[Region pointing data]
__________________________________________________
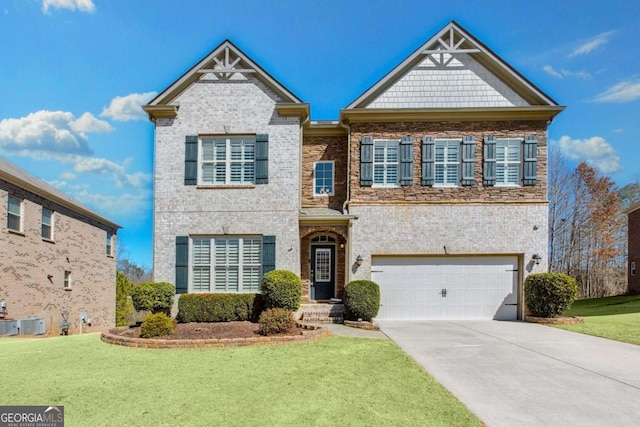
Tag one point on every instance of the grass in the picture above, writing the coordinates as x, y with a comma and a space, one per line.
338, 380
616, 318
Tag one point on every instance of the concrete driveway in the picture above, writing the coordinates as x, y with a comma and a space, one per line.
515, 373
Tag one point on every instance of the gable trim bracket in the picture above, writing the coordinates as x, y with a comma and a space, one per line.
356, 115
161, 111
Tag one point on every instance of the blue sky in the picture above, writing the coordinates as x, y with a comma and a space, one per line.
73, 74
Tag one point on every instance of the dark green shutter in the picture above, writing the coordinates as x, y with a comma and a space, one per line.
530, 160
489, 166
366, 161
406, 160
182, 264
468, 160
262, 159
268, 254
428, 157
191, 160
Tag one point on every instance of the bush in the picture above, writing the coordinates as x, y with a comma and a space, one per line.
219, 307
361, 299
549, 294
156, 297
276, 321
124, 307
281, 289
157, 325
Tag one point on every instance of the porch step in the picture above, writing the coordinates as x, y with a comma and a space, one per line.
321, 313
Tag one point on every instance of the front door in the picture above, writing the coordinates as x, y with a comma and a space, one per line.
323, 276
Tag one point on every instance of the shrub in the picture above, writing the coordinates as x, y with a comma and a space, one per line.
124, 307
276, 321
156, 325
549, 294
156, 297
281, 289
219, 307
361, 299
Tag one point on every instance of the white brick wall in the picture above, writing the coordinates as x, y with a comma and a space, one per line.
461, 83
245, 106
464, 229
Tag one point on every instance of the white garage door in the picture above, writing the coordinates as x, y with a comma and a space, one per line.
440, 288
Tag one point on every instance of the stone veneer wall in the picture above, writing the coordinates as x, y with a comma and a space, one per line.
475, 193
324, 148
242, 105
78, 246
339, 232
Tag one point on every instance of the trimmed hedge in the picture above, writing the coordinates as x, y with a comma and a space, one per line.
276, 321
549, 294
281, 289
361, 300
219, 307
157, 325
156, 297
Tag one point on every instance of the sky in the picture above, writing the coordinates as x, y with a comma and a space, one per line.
__________________________________________________
Task instructions
Each line from the one containing "Tag one point on every instance of the white garage" to the final line above should be written out exactly; please omit the others.

Expected answer
Tag one point on every instance of the white garage door in the picture above, writing the coordinates as x, y with a comma and a space, one per line.
440, 288
Tag one point on every instance of the stone veneer wall in the picture above, writing the coordinates as x, y with a comma and a space, one per line.
475, 193
324, 148
242, 105
78, 246
339, 232
Tag one point on every instance of the trimmed hedge in the picture above, writing the coordinates as x, y with a comma and a space, one per line.
276, 321
549, 294
281, 289
361, 300
219, 307
157, 325
156, 297
Tag one point on every instance of the sky in the picture above, writing the coordinates as x, y with a comma and a space, one per line.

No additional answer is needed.